WHAT YOU NEED TO DO >> Return each line of the data below that contains the word "backpack".

SUPPLIED DATA >>
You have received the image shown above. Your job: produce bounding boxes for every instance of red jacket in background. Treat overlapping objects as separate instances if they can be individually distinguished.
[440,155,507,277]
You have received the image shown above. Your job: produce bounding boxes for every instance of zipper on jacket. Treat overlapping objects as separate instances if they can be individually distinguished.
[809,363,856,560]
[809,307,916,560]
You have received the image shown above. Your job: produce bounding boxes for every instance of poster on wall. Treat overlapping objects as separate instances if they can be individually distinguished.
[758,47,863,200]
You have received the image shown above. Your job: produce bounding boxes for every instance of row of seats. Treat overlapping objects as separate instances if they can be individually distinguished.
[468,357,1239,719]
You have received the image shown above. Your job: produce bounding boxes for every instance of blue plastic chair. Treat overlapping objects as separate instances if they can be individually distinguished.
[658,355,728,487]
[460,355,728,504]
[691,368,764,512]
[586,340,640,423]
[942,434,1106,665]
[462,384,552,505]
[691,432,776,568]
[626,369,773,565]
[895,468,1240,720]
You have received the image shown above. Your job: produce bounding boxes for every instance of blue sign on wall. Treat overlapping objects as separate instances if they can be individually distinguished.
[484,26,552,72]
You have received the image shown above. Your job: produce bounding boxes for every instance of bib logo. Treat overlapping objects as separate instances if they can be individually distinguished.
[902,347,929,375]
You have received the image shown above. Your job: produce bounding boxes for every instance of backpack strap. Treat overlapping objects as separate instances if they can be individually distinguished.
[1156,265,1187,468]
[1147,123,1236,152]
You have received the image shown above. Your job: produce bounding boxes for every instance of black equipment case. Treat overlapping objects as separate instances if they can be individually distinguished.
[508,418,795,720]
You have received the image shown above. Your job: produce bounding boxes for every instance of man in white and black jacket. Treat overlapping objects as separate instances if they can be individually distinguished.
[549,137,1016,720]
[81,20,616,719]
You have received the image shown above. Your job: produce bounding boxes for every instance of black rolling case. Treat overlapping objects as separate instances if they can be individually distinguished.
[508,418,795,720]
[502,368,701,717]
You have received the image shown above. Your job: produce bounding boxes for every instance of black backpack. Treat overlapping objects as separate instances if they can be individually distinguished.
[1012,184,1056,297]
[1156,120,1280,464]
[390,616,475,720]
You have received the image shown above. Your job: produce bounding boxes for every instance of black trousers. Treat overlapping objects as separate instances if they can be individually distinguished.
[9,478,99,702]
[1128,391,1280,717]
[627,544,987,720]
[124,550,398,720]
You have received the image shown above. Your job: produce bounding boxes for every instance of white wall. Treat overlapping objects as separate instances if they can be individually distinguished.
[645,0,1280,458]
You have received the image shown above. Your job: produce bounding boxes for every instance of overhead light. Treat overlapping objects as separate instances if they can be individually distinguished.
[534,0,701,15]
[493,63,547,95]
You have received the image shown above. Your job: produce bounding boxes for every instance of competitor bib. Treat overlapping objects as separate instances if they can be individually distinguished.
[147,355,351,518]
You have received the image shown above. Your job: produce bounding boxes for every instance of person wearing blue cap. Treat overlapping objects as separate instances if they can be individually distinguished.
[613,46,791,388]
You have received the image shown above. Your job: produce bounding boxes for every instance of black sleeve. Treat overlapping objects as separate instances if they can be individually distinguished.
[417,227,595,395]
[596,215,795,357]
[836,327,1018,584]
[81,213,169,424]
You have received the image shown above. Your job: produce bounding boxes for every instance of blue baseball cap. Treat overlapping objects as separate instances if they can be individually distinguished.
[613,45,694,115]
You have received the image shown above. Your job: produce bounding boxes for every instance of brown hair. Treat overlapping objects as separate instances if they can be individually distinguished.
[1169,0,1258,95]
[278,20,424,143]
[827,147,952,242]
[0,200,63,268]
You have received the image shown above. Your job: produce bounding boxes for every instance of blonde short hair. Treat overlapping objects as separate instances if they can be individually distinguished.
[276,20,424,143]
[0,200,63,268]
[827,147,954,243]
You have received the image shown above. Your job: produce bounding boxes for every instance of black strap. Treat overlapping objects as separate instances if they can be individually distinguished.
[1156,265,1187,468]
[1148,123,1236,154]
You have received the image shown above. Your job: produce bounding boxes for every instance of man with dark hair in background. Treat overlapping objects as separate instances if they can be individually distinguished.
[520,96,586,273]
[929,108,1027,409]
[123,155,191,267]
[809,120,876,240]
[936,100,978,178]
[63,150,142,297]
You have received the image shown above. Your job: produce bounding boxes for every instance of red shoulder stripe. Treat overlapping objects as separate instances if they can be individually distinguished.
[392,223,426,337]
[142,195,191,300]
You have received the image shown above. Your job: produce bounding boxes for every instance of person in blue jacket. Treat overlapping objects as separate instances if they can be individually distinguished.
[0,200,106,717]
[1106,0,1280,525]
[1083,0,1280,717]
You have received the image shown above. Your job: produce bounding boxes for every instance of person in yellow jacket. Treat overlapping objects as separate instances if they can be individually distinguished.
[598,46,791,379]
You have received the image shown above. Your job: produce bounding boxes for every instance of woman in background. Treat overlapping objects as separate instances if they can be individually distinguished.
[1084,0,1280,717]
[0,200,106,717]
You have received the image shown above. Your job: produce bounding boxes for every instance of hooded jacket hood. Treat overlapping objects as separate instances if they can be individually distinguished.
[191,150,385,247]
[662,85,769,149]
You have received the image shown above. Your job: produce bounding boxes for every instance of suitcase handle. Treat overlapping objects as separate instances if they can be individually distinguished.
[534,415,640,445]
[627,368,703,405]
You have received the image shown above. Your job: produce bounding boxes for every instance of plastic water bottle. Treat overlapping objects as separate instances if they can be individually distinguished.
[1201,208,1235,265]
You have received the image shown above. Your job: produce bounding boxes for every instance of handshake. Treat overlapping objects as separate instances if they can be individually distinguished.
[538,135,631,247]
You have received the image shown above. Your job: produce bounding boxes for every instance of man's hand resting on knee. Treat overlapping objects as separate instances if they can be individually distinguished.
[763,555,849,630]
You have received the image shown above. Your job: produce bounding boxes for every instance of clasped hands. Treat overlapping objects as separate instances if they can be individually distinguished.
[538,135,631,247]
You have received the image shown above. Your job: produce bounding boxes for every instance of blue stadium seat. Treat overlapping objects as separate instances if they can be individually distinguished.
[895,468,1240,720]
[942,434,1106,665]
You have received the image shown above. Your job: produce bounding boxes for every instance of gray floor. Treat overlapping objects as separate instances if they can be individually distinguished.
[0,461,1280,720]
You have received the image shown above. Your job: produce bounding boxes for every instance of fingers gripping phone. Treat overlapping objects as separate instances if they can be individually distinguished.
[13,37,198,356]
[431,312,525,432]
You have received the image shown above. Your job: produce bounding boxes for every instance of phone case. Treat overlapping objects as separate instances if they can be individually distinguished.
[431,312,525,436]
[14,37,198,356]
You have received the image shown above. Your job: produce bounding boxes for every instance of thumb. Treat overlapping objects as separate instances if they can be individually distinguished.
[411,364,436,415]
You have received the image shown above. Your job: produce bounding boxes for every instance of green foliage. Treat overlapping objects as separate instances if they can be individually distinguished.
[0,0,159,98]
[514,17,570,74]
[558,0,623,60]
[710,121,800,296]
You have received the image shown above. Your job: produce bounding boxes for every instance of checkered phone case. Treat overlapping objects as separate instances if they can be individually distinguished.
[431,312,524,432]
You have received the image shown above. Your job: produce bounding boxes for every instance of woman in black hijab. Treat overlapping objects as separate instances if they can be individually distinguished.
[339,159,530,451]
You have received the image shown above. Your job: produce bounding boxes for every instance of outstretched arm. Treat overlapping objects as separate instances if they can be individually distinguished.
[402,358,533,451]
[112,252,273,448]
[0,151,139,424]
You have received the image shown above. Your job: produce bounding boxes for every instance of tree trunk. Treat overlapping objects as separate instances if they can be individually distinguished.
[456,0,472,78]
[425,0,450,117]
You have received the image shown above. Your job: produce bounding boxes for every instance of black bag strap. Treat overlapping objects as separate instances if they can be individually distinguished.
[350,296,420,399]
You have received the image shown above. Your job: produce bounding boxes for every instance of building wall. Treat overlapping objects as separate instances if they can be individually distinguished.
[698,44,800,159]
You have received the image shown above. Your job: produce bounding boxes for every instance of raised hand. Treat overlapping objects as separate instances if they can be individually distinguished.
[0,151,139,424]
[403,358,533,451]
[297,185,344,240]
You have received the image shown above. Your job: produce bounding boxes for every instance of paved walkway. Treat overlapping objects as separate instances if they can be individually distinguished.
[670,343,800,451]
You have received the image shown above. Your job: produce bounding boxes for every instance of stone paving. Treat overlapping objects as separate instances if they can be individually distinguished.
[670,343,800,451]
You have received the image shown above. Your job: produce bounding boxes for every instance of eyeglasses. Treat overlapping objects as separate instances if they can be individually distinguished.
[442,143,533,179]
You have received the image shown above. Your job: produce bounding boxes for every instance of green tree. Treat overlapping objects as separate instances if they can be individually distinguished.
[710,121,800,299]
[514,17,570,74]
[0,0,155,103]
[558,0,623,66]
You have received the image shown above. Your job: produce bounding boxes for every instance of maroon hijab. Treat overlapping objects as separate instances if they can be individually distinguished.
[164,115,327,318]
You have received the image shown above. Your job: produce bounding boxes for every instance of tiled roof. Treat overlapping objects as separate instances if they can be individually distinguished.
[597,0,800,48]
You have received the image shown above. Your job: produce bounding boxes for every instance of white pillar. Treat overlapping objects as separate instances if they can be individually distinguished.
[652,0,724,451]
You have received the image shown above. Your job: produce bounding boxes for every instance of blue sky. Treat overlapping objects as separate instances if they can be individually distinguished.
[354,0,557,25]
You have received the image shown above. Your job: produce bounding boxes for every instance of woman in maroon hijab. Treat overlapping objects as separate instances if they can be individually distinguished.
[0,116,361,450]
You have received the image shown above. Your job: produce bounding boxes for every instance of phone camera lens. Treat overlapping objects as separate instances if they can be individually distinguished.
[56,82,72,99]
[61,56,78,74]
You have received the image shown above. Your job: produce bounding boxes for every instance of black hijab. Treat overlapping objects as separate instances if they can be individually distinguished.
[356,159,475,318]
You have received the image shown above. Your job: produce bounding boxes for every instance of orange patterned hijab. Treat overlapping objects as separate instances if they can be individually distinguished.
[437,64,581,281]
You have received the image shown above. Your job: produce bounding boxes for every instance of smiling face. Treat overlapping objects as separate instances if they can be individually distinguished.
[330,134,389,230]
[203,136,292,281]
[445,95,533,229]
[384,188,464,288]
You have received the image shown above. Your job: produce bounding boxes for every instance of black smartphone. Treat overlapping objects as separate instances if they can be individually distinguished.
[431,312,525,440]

OUTPUT FOR THIS EXERCISE >>
You have received the image shown above. Your job: produce bounding boxes for every instance of backpack strap. Treat overlapping objects as separate instances if they can be individually distinguished.
You have received the image shown above. Your job: produce bounding boxes for every instance of black backpack. Treat overlapping objects as separate instances if they can be individually distinguished.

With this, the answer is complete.